## PROBLEM TO WORK ON
Write out each of the items below line for line, with no changes, and leave the pictures out of your answer.

---------- EXCERPTED RECORDS

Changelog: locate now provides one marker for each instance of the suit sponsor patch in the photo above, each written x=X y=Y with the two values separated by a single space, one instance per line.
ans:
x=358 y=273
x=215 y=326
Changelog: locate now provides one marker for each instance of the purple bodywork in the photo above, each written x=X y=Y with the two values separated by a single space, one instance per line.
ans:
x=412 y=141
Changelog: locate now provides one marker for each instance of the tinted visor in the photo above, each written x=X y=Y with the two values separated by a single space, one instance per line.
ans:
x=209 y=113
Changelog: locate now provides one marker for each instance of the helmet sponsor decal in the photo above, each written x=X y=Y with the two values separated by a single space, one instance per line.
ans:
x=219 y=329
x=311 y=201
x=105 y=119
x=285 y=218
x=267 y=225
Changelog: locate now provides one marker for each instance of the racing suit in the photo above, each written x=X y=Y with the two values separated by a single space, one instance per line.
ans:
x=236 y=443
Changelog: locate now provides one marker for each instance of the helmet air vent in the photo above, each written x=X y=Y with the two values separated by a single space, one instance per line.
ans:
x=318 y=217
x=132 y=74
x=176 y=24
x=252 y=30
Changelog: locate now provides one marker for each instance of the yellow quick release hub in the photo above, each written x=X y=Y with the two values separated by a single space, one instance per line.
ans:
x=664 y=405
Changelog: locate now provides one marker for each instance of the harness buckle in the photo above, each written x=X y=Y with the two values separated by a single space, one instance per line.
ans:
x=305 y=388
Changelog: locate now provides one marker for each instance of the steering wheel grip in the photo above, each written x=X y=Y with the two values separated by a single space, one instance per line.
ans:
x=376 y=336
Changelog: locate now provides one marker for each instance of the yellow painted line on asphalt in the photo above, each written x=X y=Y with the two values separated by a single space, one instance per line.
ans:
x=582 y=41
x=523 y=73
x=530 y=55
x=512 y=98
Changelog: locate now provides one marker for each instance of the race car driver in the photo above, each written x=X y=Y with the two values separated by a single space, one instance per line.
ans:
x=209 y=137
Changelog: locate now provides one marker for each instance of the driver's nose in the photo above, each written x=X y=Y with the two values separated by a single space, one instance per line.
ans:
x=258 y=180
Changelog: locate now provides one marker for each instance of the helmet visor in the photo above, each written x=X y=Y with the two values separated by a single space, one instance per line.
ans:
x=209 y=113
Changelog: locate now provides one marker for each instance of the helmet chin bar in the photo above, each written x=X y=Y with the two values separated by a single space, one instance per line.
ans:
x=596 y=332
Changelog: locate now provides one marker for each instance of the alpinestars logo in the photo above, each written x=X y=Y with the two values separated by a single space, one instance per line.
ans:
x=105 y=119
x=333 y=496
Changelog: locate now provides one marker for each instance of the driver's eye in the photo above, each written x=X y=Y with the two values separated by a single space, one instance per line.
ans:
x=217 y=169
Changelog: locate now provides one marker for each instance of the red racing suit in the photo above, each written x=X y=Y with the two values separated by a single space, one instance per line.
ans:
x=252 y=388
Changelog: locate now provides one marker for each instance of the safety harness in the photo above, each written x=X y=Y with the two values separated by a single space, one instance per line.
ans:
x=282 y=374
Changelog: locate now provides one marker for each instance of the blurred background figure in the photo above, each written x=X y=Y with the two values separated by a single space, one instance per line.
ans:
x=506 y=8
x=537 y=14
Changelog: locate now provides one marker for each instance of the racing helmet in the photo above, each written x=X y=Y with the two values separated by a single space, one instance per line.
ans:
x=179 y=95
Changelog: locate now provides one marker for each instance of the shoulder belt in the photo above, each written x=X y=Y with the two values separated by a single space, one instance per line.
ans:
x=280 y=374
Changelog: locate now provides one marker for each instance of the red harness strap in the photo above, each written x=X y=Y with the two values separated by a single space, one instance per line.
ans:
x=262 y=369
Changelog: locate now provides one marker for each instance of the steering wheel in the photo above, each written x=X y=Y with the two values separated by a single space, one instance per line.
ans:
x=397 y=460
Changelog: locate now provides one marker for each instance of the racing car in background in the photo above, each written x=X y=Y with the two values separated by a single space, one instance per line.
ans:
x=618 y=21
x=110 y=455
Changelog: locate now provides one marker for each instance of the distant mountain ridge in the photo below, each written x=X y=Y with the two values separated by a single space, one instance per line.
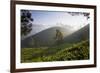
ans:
x=46 y=37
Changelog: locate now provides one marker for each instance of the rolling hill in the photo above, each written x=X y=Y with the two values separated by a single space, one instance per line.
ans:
x=46 y=37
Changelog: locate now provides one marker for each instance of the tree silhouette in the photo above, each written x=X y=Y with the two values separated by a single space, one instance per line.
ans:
x=59 y=37
x=26 y=22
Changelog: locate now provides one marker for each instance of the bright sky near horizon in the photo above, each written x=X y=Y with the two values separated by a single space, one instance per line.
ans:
x=58 y=18
x=47 y=19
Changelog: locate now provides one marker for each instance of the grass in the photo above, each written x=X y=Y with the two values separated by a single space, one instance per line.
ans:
x=63 y=52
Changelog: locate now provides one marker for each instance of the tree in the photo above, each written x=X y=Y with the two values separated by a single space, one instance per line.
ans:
x=59 y=37
x=26 y=22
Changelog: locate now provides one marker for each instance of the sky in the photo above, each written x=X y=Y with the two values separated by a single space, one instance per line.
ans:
x=51 y=18
x=47 y=19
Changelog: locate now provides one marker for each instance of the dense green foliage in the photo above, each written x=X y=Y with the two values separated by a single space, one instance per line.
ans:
x=63 y=52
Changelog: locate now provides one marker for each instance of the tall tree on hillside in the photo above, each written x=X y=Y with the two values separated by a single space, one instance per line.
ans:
x=26 y=22
x=59 y=37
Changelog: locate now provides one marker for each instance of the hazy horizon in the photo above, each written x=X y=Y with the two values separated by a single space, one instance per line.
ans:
x=47 y=19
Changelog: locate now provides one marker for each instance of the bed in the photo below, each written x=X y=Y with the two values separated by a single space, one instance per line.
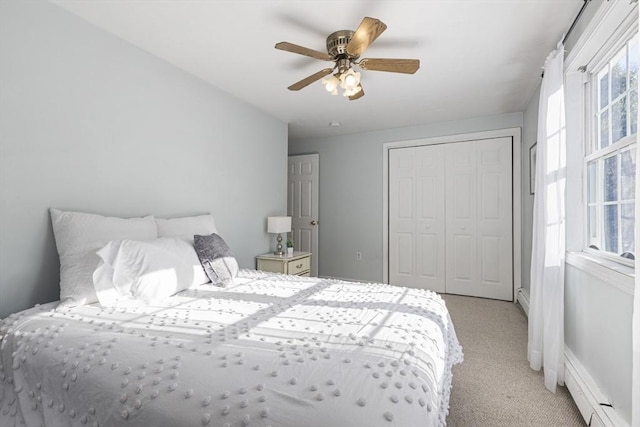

--------------------

## WRITTEN RESPONSE
Changelog: locate now provides one marker for each instance of the suit sponsor patch in the photo above, each written x=X y=Y with the two values separated by a single space, one instance per line.
ans:
x=358 y=273
x=215 y=326
Changelog: locate now provides one marker for each instance of the purple bodywork in the photo above, each written x=X y=Y with the two values separated by a single space, one instance per line.
ans:
x=412 y=141
Changelog: locate now provides one marker for each instance of the tinted visor in the photo above, each written x=X y=Y with the two values separated by a single space, one instance per line.
ans:
x=209 y=113
Changelog: locate now provides one marker for each instance of the helmet sponsor decal in the photo above, each written x=X y=Y with the two values separated by a single space, one instance per line.
ans:
x=219 y=329
x=311 y=201
x=105 y=119
x=285 y=218
x=267 y=225
Changelog: locate now provides one marker for each instance of the racing suit in the photo above, each written x=X y=Y with the two values separated by a single space, one instance per line.
ans:
x=236 y=443
Changelog: locate now provides one marker for each instance of the helmet air vent in the photo above, each written x=X y=Y with the two values separated by a single space, one instance per line.
ans:
x=318 y=217
x=132 y=74
x=176 y=24
x=252 y=30
Changelog: locate now provides one marker for each instance of the yellow quick release hub in the photo above, each written x=X y=Y with the two values separated by a single space, one instance per line.
ans:
x=664 y=405
Changelog: locate now provides one marker for each instance of the harness buckle in the photo above, each written x=X y=Y with the two values separated by a single space, one instance per line.
ans:
x=305 y=388
Changelog: locate now provides one marker for each instance of the steering wheel grip in the photo above, each written x=X y=Y with the two values separated by a single space, one instance per line.
ans:
x=376 y=336
Changelog: locate now provides one marker for each instance of the yellow painted line on asphalt in the photo above, each written x=X y=Y with the two values separated by a single space, one instance per line.
ans:
x=582 y=41
x=523 y=73
x=530 y=55
x=512 y=98
Changelog: locate now provides one marker for each instance of the race car driver in the photo above, each written x=X y=Y with the two values separated by a single space, one instance per line.
ans:
x=209 y=137
Changelog: locate now provides one marker for each instance of the driver's nose in the photo above, each written x=X y=Y with the two values separated by a single space, one instance per line.
ans:
x=258 y=180
Changelog: locate now provides one marker for each instance of the helmet visor in the photo above, each written x=X y=Y with the two values separated by a single space, one instance per line.
ans:
x=209 y=113
Changelog: locate now provides one marker for each instance of the helmet chin bar in the photo above, each written x=X y=Y with the two values separated by a single space, one instance per line.
ans:
x=596 y=332
Changelog: locate now provides one marker for each instance of the alpinestars logo in the photo above, each written x=X y=Y with the two values separated by a single space, one instance per line.
ans:
x=105 y=119
x=333 y=496
Changelog: locate now provides one marker for each instance of the driver's eye in the photo above, each written x=X y=Y with the two values separated by a single space, one instance per line.
ans:
x=217 y=169
Changelog: locate now provides one marker for each instance of the red racing suit in the photo above, each written x=X y=Y with the two values separated by a single space, one instance per line.
ans:
x=252 y=388
Changelog: locate now provides one marker for each instance of the safety harness in the photo above, each written x=X y=Y with the two values separated by a single space, one instance per line.
ans:
x=282 y=374
Changelog: locate now provides one marker for each instance of the blurred background figure in the photo above, each written x=X y=Y with the two values separated by a single space, one instance per line.
ans:
x=506 y=8
x=537 y=14
Changelog: locate now provides one marker for each instance of the racing helmet in the photo above, each written x=X y=Y with the two values separated by a single space, one instance per line.
ans:
x=179 y=95
Changelog: locate now provides one marker for each instance of the shoulder belt in the photo above, each written x=X y=Y with the two values separated by a single space, one instance per line.
ans:
x=280 y=374
Changelog: locate now provides one marker for each instance of the red harness strap in the photo above, each written x=X y=Y with the two values separated by a single space, one instance per line.
ans:
x=262 y=369
Changelog: locate now provides one marker for each instance of the steering wheel in the photo above, each written x=X y=Y with the two values separated by a single space, one instance per line.
ans:
x=397 y=460
Changelog: locate now provides one marker for each instance of the racing car in background in the photo above, each written x=X y=Y with the two values separated by a single space, one instance per line.
ans:
x=618 y=21
x=110 y=455
Changelog: locate now provides one marker for each instance of the distant mountain ridge in the photo below, each written x=X y=Y with the two values separated by a single space, one instance per line.
ans:
x=46 y=37
Changelog: locate now provides one marker for each instance of the rolling hill in the photo above, each written x=X y=Y with the two values separated by a single space, one instance per line.
ans:
x=46 y=37
Changelog: locate now provides one marker for each instance of the tree silhouette in the photo above, each written x=X y=Y with the two values separated by a single space, one instance per line.
ans:
x=59 y=37
x=26 y=22
Changelog: locate now provides one marker for each instance of the bright sky near horizon in the photo above, each written x=X y=Y with the two values separated by a single space, one instance per line.
ans:
x=58 y=18
x=47 y=19
Changelog: locate now provides one marker for each instance of the grass in the photo above, each written x=X y=Y with the two values separated by a single space, one instance per line.
ans:
x=63 y=52
Changelog: locate now provides one marker for each instance of the tree in the photo above, each written x=X y=Y with the two values separated by a single space, one instance per line.
ans:
x=59 y=37
x=26 y=22
Changelog: locate now provides one marker for each instance of the sky in the photo above, each written x=X y=Y with the two values separated by a single space, one instance per line.
ans:
x=51 y=18
x=47 y=19
Changelog: locate now provides one marker for each instance of the dense green foliage in the photo above, each written x=X y=Y with the two values separated by a single space, one instance per line.
ans:
x=63 y=52
Changelog: locate now provides one marker for each instance of the tall tree on hillside in the photo above, each written x=X y=Y with the two values separated by a single space, one instance per line.
ans:
x=26 y=22
x=59 y=37
Changelog: locate now provides one marker for each instance of the hazy horizon in the photo above, each written x=X y=Y with the two values separated by a single space, one instance per line.
ans:
x=47 y=19
Changelog: locate now provides one marker for each instance of the bed in the photo below, each written x=X y=Y with the two values separated by a single space, one instance per line.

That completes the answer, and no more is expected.